Input –

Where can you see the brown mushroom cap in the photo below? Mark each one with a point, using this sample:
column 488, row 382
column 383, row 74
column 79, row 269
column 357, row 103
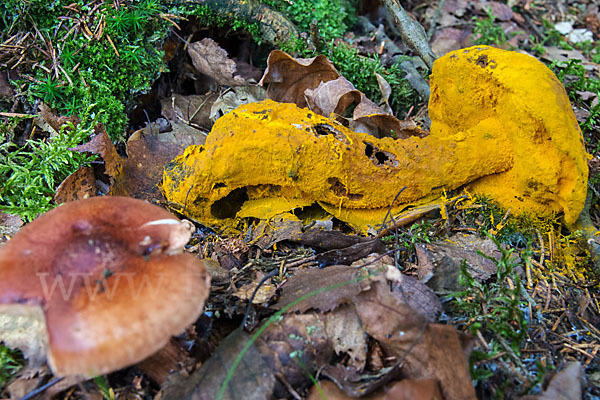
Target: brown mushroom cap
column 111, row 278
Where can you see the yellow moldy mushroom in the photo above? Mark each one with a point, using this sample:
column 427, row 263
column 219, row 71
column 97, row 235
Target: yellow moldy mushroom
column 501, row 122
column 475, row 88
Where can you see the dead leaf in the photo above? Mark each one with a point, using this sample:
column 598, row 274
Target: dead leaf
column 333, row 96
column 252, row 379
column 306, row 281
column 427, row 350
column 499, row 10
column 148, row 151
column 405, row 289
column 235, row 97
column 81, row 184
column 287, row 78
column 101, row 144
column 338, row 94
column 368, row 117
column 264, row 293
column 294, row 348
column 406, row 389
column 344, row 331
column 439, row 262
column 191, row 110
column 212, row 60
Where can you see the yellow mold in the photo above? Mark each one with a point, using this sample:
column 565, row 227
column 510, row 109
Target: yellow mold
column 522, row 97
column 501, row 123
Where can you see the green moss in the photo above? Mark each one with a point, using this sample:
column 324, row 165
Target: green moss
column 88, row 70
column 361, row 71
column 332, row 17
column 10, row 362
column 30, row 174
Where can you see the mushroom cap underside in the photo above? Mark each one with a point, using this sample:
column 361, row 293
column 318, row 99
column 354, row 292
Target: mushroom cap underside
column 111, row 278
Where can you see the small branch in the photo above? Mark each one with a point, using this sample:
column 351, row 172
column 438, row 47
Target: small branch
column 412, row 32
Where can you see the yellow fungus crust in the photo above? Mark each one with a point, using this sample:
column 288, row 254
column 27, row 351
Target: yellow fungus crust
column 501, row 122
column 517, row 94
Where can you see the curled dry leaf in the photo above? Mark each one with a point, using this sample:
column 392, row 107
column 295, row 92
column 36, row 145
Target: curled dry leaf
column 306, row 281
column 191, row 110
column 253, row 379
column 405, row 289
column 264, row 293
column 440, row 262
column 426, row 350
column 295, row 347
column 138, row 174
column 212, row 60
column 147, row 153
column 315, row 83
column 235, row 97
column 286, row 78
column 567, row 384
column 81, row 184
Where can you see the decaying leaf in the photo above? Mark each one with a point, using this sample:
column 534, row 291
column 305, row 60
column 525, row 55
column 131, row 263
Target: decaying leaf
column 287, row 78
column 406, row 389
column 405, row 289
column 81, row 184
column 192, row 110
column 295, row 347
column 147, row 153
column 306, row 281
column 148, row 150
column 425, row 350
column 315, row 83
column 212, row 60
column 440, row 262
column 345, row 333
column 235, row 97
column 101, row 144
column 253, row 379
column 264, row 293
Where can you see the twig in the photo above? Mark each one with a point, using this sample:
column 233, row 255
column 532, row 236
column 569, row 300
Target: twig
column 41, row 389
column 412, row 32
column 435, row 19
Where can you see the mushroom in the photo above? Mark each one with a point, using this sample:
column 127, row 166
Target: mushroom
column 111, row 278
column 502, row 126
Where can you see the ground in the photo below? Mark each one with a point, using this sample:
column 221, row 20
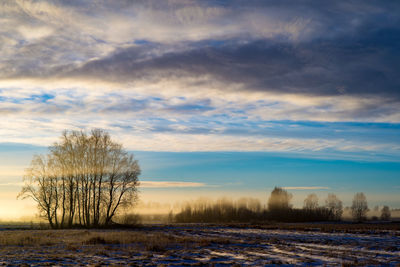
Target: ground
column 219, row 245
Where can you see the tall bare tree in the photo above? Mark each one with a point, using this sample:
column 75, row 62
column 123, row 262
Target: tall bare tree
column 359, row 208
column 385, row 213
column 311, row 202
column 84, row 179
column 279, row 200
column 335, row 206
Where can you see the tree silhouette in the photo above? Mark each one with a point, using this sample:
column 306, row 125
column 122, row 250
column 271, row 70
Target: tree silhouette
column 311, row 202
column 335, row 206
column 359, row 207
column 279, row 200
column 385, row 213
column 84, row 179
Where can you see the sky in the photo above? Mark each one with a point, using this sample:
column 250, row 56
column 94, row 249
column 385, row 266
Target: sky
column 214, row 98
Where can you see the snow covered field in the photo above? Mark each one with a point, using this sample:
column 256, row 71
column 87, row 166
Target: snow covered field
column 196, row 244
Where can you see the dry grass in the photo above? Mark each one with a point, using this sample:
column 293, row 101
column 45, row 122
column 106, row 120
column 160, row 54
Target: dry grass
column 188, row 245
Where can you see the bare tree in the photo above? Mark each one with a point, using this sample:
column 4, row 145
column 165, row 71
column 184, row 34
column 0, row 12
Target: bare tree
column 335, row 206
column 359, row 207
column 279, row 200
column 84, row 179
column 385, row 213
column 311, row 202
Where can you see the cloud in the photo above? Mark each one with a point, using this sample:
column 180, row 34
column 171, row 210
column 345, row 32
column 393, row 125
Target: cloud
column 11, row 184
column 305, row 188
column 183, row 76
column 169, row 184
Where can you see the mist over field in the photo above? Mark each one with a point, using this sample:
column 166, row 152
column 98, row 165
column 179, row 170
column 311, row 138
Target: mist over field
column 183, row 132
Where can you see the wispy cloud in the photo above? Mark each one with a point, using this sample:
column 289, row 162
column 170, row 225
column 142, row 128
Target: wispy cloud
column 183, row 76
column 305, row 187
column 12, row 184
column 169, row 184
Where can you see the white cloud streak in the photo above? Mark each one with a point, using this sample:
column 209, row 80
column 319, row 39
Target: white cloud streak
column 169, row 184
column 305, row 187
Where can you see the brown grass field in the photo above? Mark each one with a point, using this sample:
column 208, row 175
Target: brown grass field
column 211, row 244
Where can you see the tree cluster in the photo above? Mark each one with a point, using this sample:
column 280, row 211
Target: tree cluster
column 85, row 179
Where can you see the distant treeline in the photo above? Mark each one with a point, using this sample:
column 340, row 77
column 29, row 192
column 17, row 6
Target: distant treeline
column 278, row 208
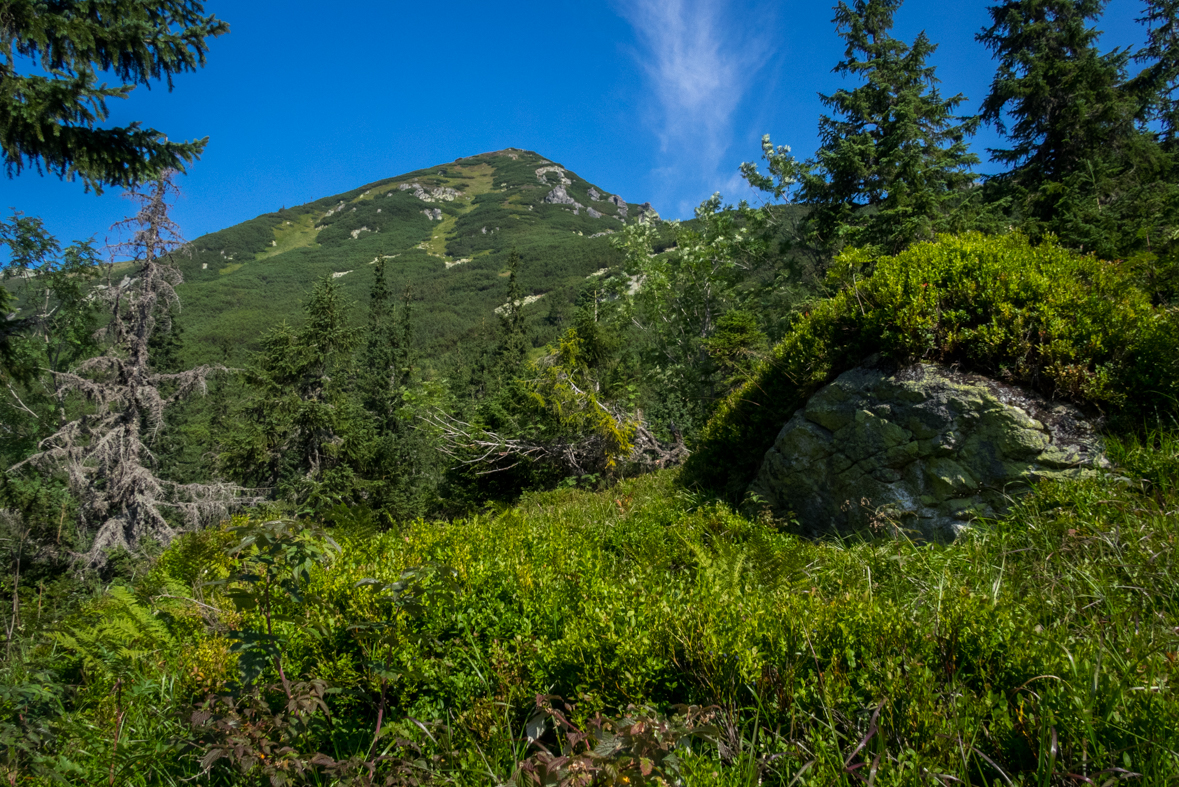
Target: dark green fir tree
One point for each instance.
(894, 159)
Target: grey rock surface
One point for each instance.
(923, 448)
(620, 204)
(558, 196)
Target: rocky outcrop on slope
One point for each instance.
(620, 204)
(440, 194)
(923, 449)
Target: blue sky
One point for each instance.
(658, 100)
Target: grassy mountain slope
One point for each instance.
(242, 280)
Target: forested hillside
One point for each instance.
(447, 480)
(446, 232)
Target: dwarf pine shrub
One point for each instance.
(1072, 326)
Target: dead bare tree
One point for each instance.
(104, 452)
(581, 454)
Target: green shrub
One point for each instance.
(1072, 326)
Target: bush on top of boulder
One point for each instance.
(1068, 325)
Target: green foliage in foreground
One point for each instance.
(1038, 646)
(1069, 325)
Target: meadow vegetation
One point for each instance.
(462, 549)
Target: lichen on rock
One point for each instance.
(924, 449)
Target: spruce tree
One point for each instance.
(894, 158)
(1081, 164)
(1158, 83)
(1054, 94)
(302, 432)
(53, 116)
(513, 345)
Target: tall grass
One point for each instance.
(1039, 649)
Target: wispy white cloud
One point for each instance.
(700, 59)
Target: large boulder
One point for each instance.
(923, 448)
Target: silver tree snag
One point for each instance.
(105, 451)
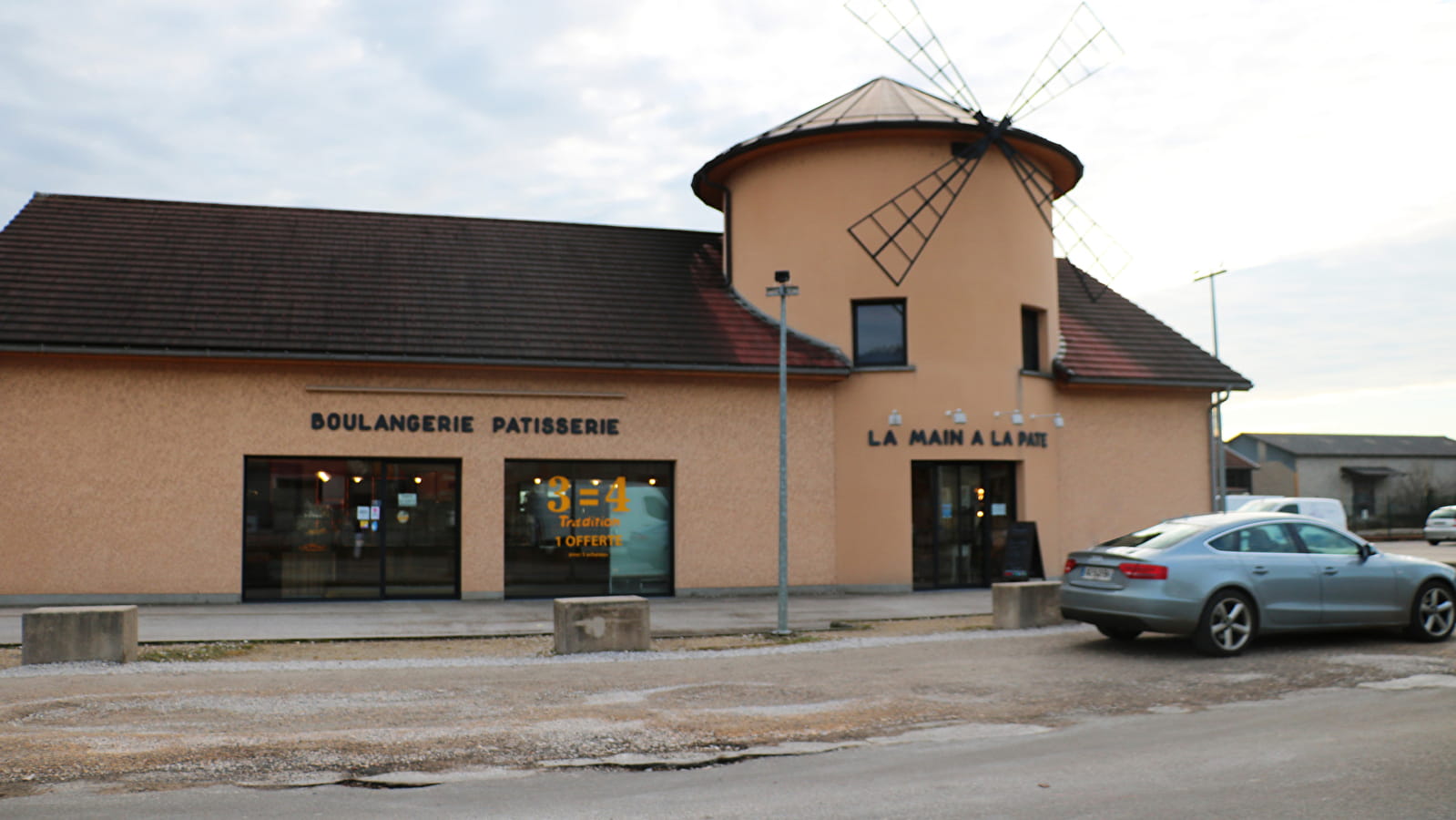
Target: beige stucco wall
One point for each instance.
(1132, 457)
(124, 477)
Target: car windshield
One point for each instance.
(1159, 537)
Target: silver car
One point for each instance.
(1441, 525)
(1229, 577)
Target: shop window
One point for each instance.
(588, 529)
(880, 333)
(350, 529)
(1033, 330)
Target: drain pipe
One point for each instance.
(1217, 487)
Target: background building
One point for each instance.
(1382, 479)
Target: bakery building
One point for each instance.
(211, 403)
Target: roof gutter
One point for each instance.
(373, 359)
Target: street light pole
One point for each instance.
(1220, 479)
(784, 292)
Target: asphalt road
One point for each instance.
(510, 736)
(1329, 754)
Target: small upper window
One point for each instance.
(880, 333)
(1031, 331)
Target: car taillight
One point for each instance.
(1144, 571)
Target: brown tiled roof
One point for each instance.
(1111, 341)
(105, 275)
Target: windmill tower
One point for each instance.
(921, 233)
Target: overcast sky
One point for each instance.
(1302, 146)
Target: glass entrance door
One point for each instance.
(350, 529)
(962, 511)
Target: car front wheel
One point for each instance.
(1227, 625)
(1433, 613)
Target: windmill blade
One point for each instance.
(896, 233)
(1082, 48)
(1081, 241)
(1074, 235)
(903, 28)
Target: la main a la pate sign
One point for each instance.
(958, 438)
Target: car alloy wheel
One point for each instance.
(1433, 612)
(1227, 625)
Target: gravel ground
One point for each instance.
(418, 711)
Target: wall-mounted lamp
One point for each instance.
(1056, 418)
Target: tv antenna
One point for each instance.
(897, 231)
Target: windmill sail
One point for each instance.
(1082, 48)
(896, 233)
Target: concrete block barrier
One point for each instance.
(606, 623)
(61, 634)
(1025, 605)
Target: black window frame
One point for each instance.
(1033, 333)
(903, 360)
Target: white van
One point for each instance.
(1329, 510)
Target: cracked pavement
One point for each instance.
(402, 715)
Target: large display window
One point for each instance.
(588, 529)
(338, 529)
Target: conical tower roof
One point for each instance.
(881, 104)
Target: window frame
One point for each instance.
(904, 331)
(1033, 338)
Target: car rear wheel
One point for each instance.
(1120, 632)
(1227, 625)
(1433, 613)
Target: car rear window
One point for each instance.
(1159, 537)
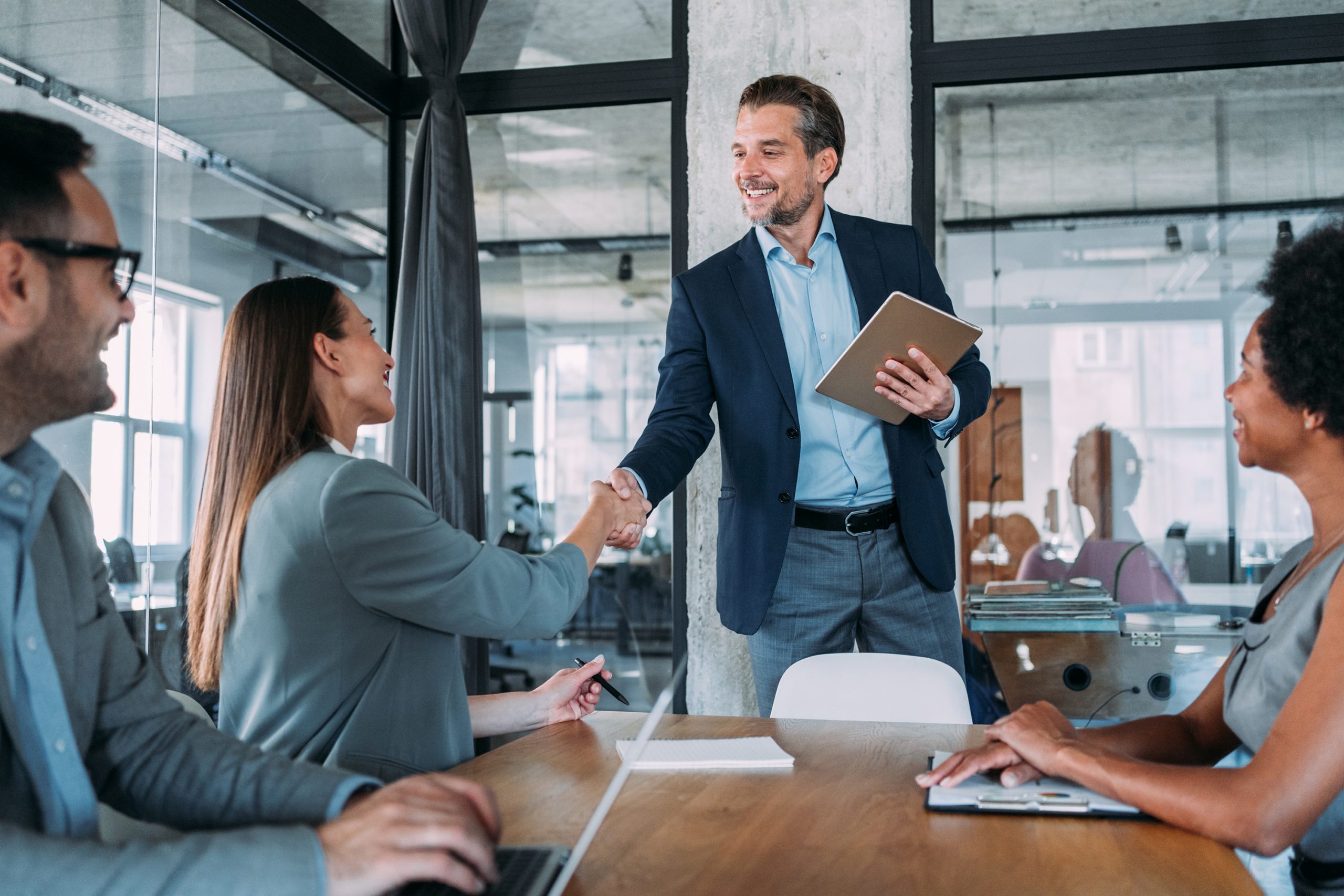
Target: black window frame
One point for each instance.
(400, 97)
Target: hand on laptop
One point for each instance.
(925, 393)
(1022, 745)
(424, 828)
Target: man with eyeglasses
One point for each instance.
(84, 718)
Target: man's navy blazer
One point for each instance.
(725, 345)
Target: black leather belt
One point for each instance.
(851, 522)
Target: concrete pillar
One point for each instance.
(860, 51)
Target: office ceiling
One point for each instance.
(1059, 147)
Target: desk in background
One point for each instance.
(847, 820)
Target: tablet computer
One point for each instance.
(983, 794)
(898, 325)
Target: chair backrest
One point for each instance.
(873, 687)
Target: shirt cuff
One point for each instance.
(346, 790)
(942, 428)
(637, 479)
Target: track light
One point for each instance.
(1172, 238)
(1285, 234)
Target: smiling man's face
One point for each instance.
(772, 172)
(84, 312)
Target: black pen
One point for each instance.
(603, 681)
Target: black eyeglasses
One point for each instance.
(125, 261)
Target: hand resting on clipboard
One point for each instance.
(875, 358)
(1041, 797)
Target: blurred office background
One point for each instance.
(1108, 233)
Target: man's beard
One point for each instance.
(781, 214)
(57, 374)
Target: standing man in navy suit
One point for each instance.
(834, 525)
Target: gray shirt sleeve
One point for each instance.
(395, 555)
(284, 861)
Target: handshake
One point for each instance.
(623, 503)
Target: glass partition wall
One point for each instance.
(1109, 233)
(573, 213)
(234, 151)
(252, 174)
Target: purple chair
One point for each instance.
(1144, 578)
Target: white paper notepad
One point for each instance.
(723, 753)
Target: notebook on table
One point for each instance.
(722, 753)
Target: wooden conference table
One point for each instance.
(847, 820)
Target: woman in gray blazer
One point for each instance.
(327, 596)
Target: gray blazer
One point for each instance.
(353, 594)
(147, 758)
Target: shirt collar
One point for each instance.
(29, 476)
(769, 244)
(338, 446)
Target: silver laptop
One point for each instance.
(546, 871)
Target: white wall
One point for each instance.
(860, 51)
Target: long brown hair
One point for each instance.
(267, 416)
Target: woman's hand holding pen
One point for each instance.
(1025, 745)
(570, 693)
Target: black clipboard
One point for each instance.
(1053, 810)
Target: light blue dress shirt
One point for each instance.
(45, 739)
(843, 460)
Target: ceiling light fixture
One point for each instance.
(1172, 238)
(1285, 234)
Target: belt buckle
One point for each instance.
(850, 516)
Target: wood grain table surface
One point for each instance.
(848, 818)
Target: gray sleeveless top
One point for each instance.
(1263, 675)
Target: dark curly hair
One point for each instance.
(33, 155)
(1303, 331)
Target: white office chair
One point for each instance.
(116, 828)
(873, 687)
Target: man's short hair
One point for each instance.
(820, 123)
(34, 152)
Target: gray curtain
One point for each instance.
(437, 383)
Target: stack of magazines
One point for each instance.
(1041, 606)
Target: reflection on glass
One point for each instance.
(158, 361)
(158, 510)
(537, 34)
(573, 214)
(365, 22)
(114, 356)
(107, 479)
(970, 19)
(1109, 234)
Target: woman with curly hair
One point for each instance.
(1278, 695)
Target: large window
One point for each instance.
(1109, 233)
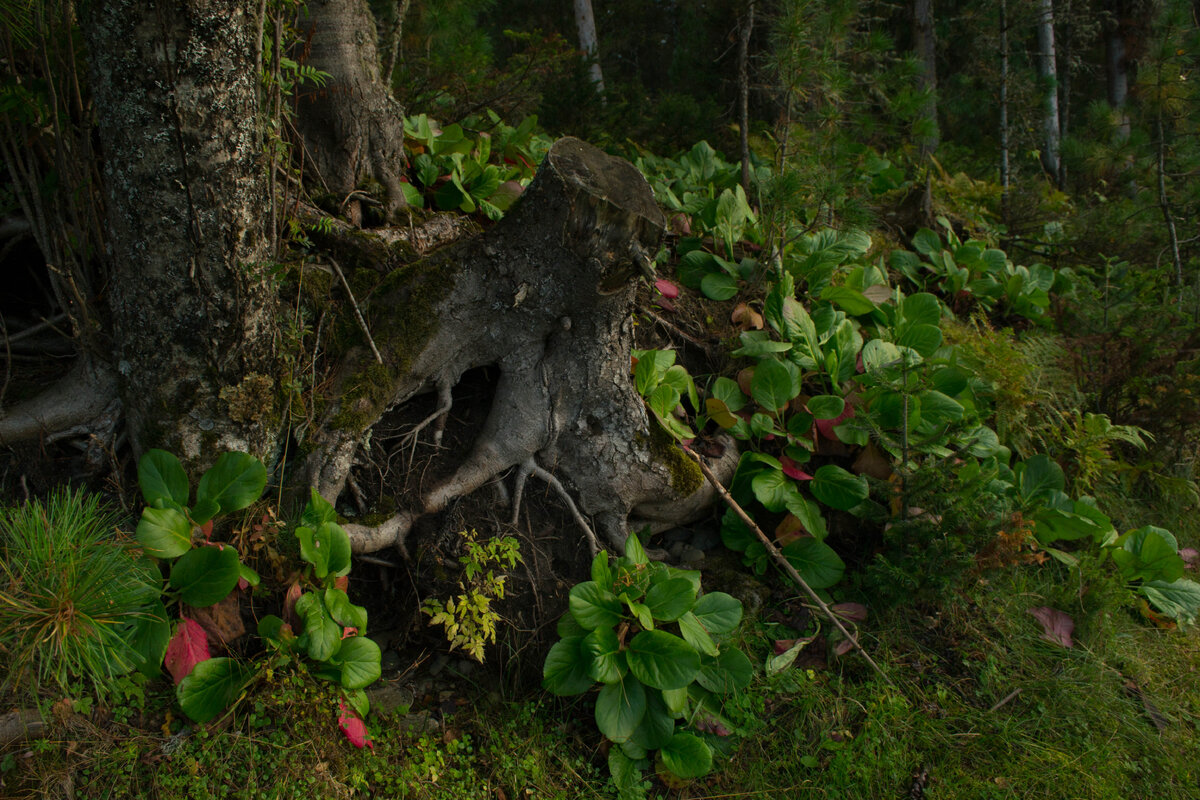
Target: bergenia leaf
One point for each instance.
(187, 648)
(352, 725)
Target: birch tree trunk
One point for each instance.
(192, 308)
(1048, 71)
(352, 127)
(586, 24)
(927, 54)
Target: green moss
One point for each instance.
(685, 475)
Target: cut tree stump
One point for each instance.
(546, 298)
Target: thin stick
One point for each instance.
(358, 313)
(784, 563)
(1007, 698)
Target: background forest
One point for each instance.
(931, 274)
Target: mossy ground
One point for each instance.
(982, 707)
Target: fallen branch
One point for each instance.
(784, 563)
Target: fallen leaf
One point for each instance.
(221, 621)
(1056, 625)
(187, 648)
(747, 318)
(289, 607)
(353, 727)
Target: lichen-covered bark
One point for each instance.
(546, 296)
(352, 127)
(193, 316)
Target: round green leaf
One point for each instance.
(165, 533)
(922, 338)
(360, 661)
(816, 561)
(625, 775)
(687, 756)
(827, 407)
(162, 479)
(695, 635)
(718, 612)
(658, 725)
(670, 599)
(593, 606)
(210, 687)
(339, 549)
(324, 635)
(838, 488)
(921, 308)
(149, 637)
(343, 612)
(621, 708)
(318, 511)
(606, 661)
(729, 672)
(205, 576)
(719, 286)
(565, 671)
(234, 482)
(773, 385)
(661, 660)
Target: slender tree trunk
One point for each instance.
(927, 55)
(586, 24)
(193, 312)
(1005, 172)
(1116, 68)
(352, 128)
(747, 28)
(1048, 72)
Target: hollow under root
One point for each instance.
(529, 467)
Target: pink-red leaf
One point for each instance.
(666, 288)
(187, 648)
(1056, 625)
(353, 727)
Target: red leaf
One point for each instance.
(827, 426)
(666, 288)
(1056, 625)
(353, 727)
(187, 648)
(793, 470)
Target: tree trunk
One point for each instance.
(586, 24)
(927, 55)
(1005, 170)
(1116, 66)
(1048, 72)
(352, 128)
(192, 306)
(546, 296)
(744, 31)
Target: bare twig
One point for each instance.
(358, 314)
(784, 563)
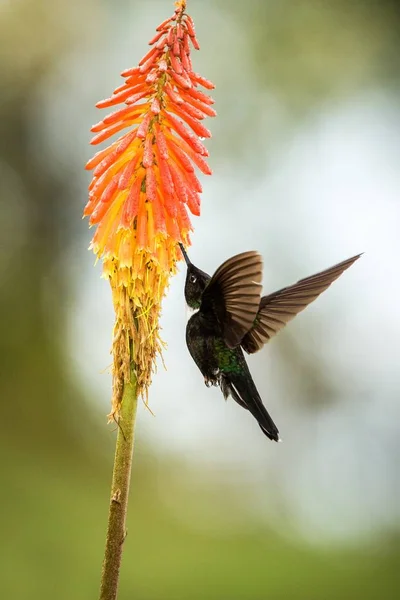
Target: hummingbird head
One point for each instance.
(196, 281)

What you should do –
Render the lines from the one with "Where can you see the yellow moldy" to the one with "column 475, row 88" as a numbered list, leaving out any blank lines.

Exercise answer –
1. Where can you see the yellow moldy mushroom in the photo above? Mark each one with a point, using this sample:
2. column 427, row 263
3. column 219, row 71
4. column 97, row 235
5. Target: yellow moldy mushroom
6. column 501, row 122
7. column 475, row 88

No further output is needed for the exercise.